> WHAT TO PRODUCE
Give the listing again exactly, omitting its images.

> EXTRACTED MATERIAL

↓

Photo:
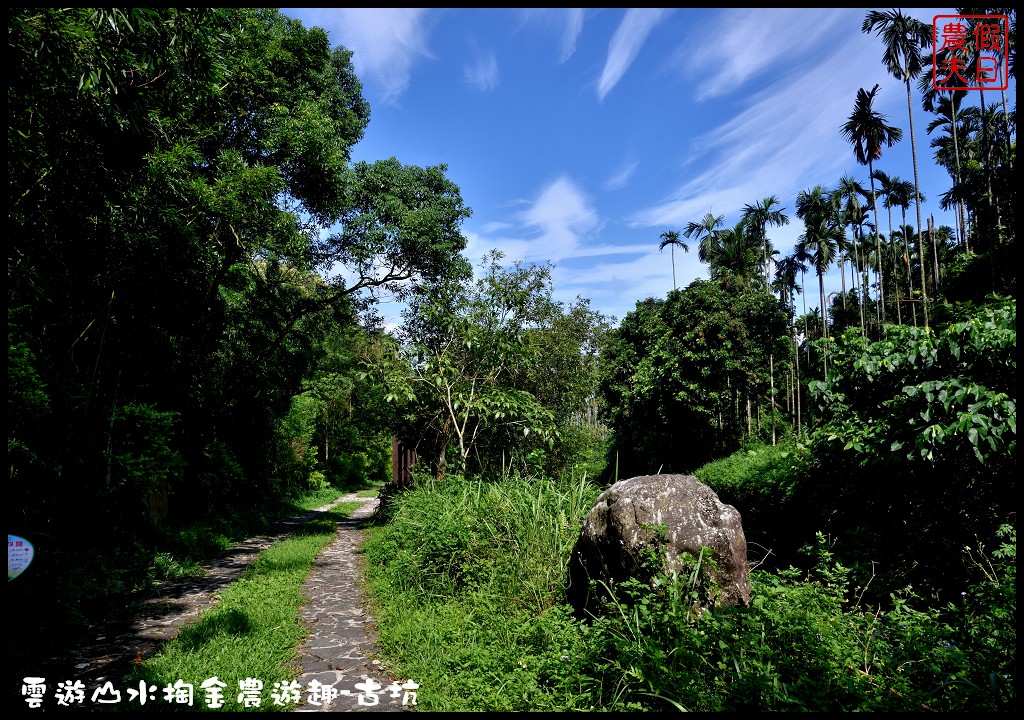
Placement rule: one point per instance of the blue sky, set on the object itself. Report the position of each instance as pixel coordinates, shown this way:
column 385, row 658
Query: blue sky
column 578, row 136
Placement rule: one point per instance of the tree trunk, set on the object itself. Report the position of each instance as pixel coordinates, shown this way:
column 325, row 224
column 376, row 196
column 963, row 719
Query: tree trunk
column 916, row 202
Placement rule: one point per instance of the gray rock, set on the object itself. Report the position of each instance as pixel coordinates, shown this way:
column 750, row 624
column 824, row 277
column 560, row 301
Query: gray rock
column 619, row 533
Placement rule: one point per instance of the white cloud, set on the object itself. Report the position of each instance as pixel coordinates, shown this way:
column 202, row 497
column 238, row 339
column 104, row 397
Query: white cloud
column 626, row 43
column 483, row 74
column 385, row 43
column 566, row 20
column 787, row 132
column 736, row 45
column 559, row 217
column 621, row 178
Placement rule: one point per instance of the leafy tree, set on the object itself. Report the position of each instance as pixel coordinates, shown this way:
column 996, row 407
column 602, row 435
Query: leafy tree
column 822, row 230
column 186, row 233
column 677, row 375
column 921, row 427
column 705, row 234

↑

> EXERCISE RESULT
Photo:
Placement rule: one point per instance of the blue sky, set on the object itself. Report the position of each instance as pixel coordinates, shown this way:
column 385, row 658
Query: blue sky
column 578, row 136
Placement rule: one point per instance of the tree trunk, set on the object itself. Report the position of each instance as pixel coordinates, shown this way:
column 325, row 224
column 376, row 196
column 963, row 719
Query: tree trunk
column 916, row 202
Placement rule: one point per instance of the gray rock, set on the object itself. Report the position of each instance as pixel coordinates, shown this way:
column 750, row 624
column 824, row 277
column 560, row 301
Query: gray rock
column 619, row 533
Placement rule: one point per instance of the white cloud, set on the object itself. Report the position of each instance as pixel coordinates, shown this way:
column 202, row 497
column 238, row 339
column 104, row 397
Query: white cloud
column 626, row 43
column 483, row 74
column 385, row 43
column 566, row 20
column 787, row 132
column 736, row 45
column 559, row 217
column 621, row 178
Placement rule: one point per instance of the leafy tree, set on the object itself. Report the position of each instance as pixel coordinates, shown this way:
column 996, row 407
column 602, row 435
Query: leafy tree
column 822, row 230
column 186, row 233
column 677, row 375
column 921, row 427
column 705, row 234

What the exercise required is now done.